[Material supplied Boundary: Start]

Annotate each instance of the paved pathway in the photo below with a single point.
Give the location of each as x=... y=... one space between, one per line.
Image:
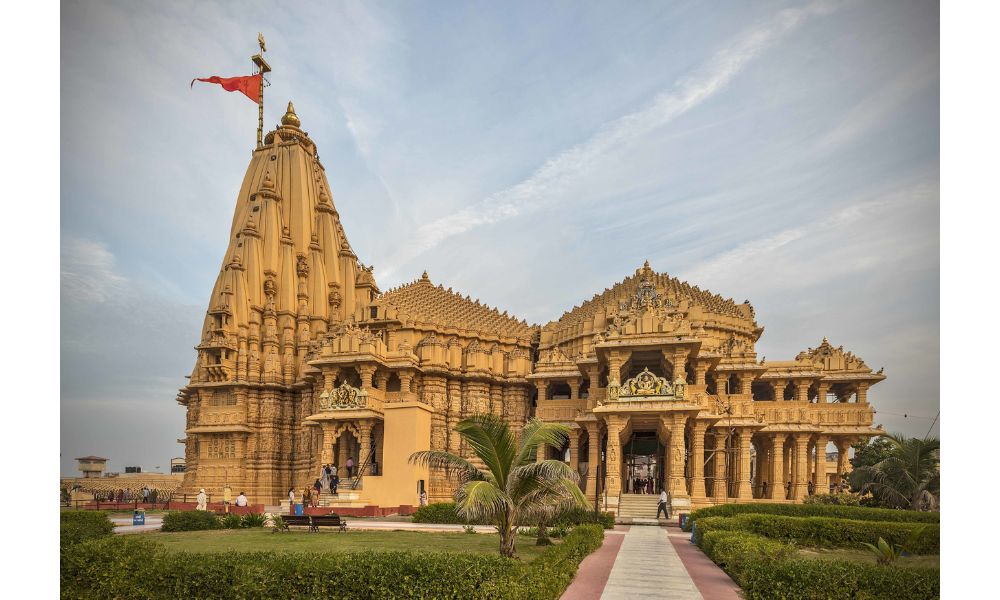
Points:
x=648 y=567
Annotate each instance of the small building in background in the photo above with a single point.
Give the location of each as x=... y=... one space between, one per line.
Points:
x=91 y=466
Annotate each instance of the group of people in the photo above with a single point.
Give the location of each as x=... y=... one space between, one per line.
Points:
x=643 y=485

[Material supplied Boundary: End]

Find the lines above that contain the word "with" and collect them.

→ Task response:
Annotate each instance of the paved pathway in the photo below with a single point.
Annotate each instance of the small building in background in the photo above with a single point.
Annotate each instance of the group of people in the photo above with a single point.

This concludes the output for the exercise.